WHAT TO PRODUCE => Please extract all of the lines below, reproducing each one word for word.

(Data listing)
--- start ---

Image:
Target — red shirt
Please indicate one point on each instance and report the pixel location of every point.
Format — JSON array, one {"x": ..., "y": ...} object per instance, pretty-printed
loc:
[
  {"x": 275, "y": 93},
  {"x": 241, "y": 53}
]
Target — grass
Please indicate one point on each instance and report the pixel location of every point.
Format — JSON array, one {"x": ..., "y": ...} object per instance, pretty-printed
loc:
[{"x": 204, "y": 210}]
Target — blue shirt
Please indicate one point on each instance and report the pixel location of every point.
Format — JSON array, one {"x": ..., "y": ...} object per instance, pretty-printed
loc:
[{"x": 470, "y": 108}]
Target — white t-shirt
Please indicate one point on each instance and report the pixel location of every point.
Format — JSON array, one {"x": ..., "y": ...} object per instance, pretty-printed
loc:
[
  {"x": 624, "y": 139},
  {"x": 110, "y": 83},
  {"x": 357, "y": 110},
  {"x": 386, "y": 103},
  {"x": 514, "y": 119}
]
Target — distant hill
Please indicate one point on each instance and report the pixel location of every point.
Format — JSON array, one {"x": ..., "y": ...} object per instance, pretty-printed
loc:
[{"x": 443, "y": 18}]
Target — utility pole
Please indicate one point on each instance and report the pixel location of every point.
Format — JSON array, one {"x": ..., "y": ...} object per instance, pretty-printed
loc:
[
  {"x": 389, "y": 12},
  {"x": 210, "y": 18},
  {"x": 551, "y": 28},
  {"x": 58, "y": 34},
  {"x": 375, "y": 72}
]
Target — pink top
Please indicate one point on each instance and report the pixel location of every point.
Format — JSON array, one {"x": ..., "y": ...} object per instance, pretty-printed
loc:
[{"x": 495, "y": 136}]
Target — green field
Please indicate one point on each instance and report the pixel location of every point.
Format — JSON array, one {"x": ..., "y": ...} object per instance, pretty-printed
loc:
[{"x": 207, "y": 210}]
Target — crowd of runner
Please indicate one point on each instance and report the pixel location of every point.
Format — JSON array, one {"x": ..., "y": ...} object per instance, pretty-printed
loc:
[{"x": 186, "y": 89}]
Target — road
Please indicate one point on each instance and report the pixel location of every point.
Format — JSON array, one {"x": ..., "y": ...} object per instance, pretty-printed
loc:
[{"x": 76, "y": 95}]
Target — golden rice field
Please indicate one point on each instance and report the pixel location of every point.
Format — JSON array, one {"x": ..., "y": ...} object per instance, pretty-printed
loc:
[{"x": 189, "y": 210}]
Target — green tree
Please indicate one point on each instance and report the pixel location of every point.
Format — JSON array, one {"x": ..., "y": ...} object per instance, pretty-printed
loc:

--- end ---

SOLUTION TO THIS TASK =>
Image:
Target — red shirt
Please indicate one point on each instance and report the pixel location of every point.
Format — JSON array, one {"x": ..., "y": ...} object per instance, pretty-printed
loc:
[
  {"x": 275, "y": 93},
  {"x": 241, "y": 53}
]
Target — grass
Please indicate one point on each instance and report the pixel location of every point.
Format — JSON array, one {"x": ..., "y": ...} object per instance, pretty-printed
loc:
[{"x": 204, "y": 210}]
Target — blue shirt
Please indicate one point on each instance and report the pixel location of every point.
Format — JSON array, one {"x": ..., "y": ...} object per instance, pretty-printed
loc:
[{"x": 470, "y": 108}]
Target — white t-shirt
Please indicate one point on each instance and report the pixel location of every point.
Format — JSON array, one {"x": ..., "y": ...} object per instance, pretty-printed
loc:
[
  {"x": 624, "y": 139},
  {"x": 110, "y": 83},
  {"x": 357, "y": 110},
  {"x": 386, "y": 103},
  {"x": 514, "y": 119}
]
Target — distant hill
Please indicate one point on each instance and report the pixel location of every point.
Format — JSON array, one {"x": ..., "y": ...} object per instance, pretty-printed
loc:
[{"x": 443, "y": 18}]
Target — utility pole
Please indicate one point on each instance and report the pixel location of every point.
Format — JSON array, one {"x": ..., "y": ...} object per instance, pretty-printed
loc:
[
  {"x": 389, "y": 12},
  {"x": 210, "y": 18},
  {"x": 551, "y": 28},
  {"x": 58, "y": 34},
  {"x": 375, "y": 72}
]
Target — pink top
Please indicate one point on each instance and report the pixel location of every point.
Format — JSON array, one {"x": ..., "y": ...} object per instance, pretty-printed
loc:
[{"x": 495, "y": 136}]
Target — green field
Please indicate one point on each instance and report the pixel location of every point.
Format — JSON array, one {"x": ..., "y": ...} object per instance, pretty-printed
loc:
[{"x": 207, "y": 210}]
Target — crowd of runner
Please indicate one point on each instance and report the pixel location of every point.
Format — JSON array, one {"x": ..., "y": ...} object per instance, pretty-printed
loc:
[{"x": 186, "y": 89}]
Target — road
Please indicate one point on each instance and report the pixel location of every point.
Format — JSON array, one {"x": ..., "y": ...} object per instance, pretty-printed
loc:
[{"x": 76, "y": 95}]
Target — golden rice field
Please indicate one point on each instance and report the pixel location of every point.
Format — JSON array, one {"x": ..., "y": ...} object per instance, pretty-printed
loc:
[{"x": 189, "y": 210}]
Target — green tree
Please indicate one point on each instance and report the pixel location of every point.
Format — JSON array, one {"x": ..., "y": ...} object per instance, pretty-printed
loc:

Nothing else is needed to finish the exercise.